Given data Block Start

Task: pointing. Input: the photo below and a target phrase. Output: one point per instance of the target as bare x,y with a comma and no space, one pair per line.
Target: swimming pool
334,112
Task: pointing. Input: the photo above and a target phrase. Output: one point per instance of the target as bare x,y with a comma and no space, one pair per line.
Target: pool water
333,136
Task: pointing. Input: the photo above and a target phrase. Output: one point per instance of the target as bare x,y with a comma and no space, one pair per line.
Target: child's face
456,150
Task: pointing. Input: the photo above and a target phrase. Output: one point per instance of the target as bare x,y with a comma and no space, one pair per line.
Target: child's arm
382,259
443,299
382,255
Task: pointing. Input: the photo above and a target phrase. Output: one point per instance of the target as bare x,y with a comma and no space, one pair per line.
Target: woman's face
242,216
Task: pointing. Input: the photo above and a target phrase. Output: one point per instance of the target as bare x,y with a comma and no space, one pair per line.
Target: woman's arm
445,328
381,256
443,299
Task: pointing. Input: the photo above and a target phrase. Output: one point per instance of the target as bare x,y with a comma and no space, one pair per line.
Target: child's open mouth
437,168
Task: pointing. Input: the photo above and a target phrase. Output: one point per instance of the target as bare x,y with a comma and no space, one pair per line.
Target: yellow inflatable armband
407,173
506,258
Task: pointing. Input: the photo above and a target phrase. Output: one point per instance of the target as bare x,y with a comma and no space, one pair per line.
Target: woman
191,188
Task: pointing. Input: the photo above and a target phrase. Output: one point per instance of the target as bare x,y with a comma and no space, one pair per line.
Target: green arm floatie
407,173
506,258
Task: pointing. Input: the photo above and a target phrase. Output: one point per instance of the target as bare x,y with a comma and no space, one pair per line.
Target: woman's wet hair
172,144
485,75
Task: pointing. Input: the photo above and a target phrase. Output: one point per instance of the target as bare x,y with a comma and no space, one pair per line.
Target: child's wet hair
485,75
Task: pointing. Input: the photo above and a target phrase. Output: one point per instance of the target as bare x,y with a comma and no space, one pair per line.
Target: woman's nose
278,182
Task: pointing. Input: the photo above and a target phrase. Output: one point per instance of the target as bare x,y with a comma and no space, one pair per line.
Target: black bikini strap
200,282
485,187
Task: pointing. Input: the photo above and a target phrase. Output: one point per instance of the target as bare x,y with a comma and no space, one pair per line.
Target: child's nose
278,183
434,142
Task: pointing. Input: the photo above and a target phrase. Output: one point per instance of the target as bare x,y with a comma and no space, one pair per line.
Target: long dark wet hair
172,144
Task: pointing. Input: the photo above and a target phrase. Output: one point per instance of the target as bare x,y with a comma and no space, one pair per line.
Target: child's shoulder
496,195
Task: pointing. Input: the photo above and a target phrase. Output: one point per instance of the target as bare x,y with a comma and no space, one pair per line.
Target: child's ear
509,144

Given data Block End

▸ **Task to complete**: Return the material above unaltered. Include every line.

▸ **Task output**:
Task: pointing. Input: the photo below and a target phrase. Output: one point per instance of the target as bare x,y with a comma and no space, one pair per line.
Target: swimming pool
334,112
Task: pointing. Input: the photo above and a target phrase. Output: one point per instance of the target as bare x,y with a comma and no space, one pair per line.
Target: pool water
333,136
Task: pointing. Input: the photo above and a target phrase. Output: one point per instance of the target as bare x,y with a comma and no space, one pair per line.
Target: child's face
456,150
Task: pointing. Input: the photo above and a target phrase. Output: one point per instance of the target as bare x,y with a comma and no space, one pair per line.
Target: child's arm
382,259
443,299
382,255
Task: pointing. Input: the photo above and a target phrase. Output: one point per instance of the target as bare x,y with a comma and no space, one pair per line.
Target: woman's face
242,216
Task: pointing. Input: the photo above and a target phrase. Output: one point per instance of the target as bare x,y with a comma and no space, one pair per line.
Target: woman's arm
445,328
381,256
443,299
Task: pointing. Input: the photo above and a target phrase. Output: one point per instance of the target as bare x,y with a comma and no space, one pair per line.
Target: child's open mouth
437,168
Task: pointing. Input: the photo above and a target phrase. Output: one point per instance of the target as bare x,y with a comma and no space, one pair per line.
Target: yellow inflatable armband
407,173
506,258
Task: pointing. Input: the photo above and a target phrase. Output: one point per instance of the target as bare x,y with a comma and no space, one pair per line.
Target: woman
191,188
Task: pointing. Input: the photo above and a target phrase. Output: one point per instance of the target as bare x,y with a comma and no space, one pair per line.
Target: green arm floatie
407,173
506,258
Task: pointing. Input: the photo above and a target phrase. Output: one point per instance of the target as bare x,y with a comma and no space, one pair per line.
Target: woman's wet hair
172,144
485,75
Task: pointing. Input: the photo above and a target phrase. Output: one point per instance of the target as bare x,y with a comma and no space, one pair per line.
Target: child's wet hair
485,75
Task: pointing. Input: the photo above and a target phrase. Output: one point per instance of the target as bare x,y with a comma and no space, one pair per line.
Target: woman's nose
278,182
Task: pointing. Input: the photo above and a target phrase. Output: one point per instance of the target as bare x,y with a comma and no space, one pair per line.
Target: black bikini strap
200,282
485,187
Task: pointing. Input: the photo above and a target phrase. Output: one point per instance of the target as bare x,y with a comma and no space, one pair per line.
Target: child's nose
278,183
434,142
Task: pointing. Input: the photo above and a target phrase. Output: one point per instance of the target as bare x,y with a comma and no space, one pair per line.
Target: long dark wet hair
172,144
Task: pointing. Input: the photo above and a target phrase. Output: one point per instance of the target as bare x,y with a comma and no space, one pair per line.
Target: child's shoulder
496,195
Task: pointing. Input: the photo above and a target phrase. Output: one point per instance of the target as bare x,y with a comma and no space, one pair per line.
Target: child's ear
509,144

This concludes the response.